Es notorio el contraste entre las obras de Francisco Salamone y las ciudades sumergidas en las profundidades del hinterland bonaerense. Imaginemos el impacto que tuvo su intervención por entonces. Ezequiel Martínez Estrada brinda en Radiografía de la pampa, editado en 1932, durante el punto más bajo de la crisis económica posterior al Crack del 29, la imagen precisa de lo que estos pueblos eran hace ocho décadas: “Tras mucho andar, el pueblo que primero se encuentra parece el último, como si después de ese no hubiera otro más. Nos invade un sentimiento de pena, y la alegría de la llegada se defrauda en un abatimiento de aldea chata, incolora, hecha a imagen y semejanza del campo”.

Salamone comenzará con los edificios públicos apenas cuatro años después. Sus obras se concentrarán en tres programas: el Palacio Municipal frente a la plaza en el centro de la ciudad y el cementerio y el matadero en las afueras. Pero antes de analizar estos edificios vale la pena algo más sobre los habitantes y los pueblos entre los que Salamone trabajó. Los más antiguos nacieron como fortines para la avanzada militar frente a los indios, mientras que los demás surgieron a lo largo del tendido de las vías del ferrocarril tras la Conquista del Desierto en 1880, separados entre sí por unos 15 kilómetros. Aquellos asentamientos que llegaron a consolidar una población pasaron a ser el centro de abastecimiento para su región rural circundante. Sin embargo, la crisis del 29 golpeó los precios y el crédito, tras lo cual permanecieron en los pueblos sólo pequeños propietarios, chacareros, comerciantes y empleados públicos, muchos de ellos arruinados o endeudados, junto con una clase baja que habitaba en los bordes, en el rancherío. El programa de obras de Fresco, en buena medida, estaba dirigido a remediar la situación de la gente decente en un intento por recuperar una dignidad que se suponía perdida.

La Casa Grande

Municipalidad de Pellegrini

Mi contacto inicial con Salamone fue fruto del azar. Hace unos años acompañé a un amigo y colega a ver una obra en un campo cercano a la provincia de La Pampa (eran solo dos días, daban casa y comida y me gusta manejar en la ruta) y al buscar unos materiales en la ciudad cercana de Pellegrini, notamos la silueta del palacio municipal. Recuerdo haber bajado del auto para mirarlo con detalle y no saber hasta un tiempo después quién era el autor. Este es uno de los edificios más grandes y sobrios de Salamone. Tiempo después, en Sierra de la Ventana, fui hasta la vecina Saldungaray. Ahí encontré, imprevista, iluminada, fantasmal (¿robótica, telescópica, vagamente exhibicionista?), la delegación municipal.

Municipalidad de Saldungaray

El tercer encuentro fue en Tornquist. Había luna llena y la visión del palacio, esta vez frente a un parque pintoresco y asimétrico (obra de Carlos Thays, con lago, capilla y la estatua del fundador incluidos) me demoró hasta bien entrada la noche.

— DATOS SUMINISTRADOS —
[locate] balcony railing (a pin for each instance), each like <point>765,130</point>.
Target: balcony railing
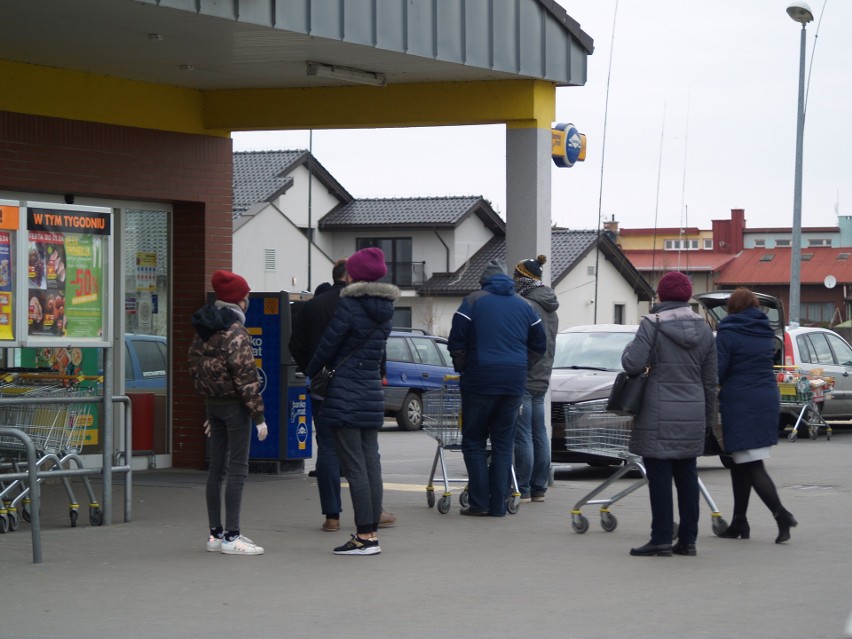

— QUÉ HACER —
• A. Transcribe del texto sobre Salamone todo lo que va desde "Mi contacto inicial" hasta "la delegación municipal.".
• B. Según el texto sobre Salamone, ¿en qué tres programas se concentrarán sus obras?

— RESULTADOS EN ORDEN —
• A.
Mi contacto inicial con Salamone fue fruto del azar. Hace unos años acompañé a un amigo y colega a ver una obra en un campo cercano a la provincia de La Pampa (eran solo dos días, daban casa y comida y me gusta manejar en la ruta) y al buscar unos materiales en la ciudad cercana de Pellegrini, notamos la silueta del palacio municipal. Recuerdo haber bajado del auto para mirarlo con detalle y no saber hasta un tiempo después quién era el autor. Este es uno de los edificios más grandes y sobrios de Salamone. Tiempo después, en Sierra de la Ventana, fui hasta la vecina Saldungaray. Ahí encontré, imprevista, iluminada, fantasmal (¿robótica, telescópica, vagamente exhibicionista?), la delegación municipal.

• B. En el Palacio Municipal frente a la plaza en el centro de la ciudad, y en el cementerio y el matadero en las afueras.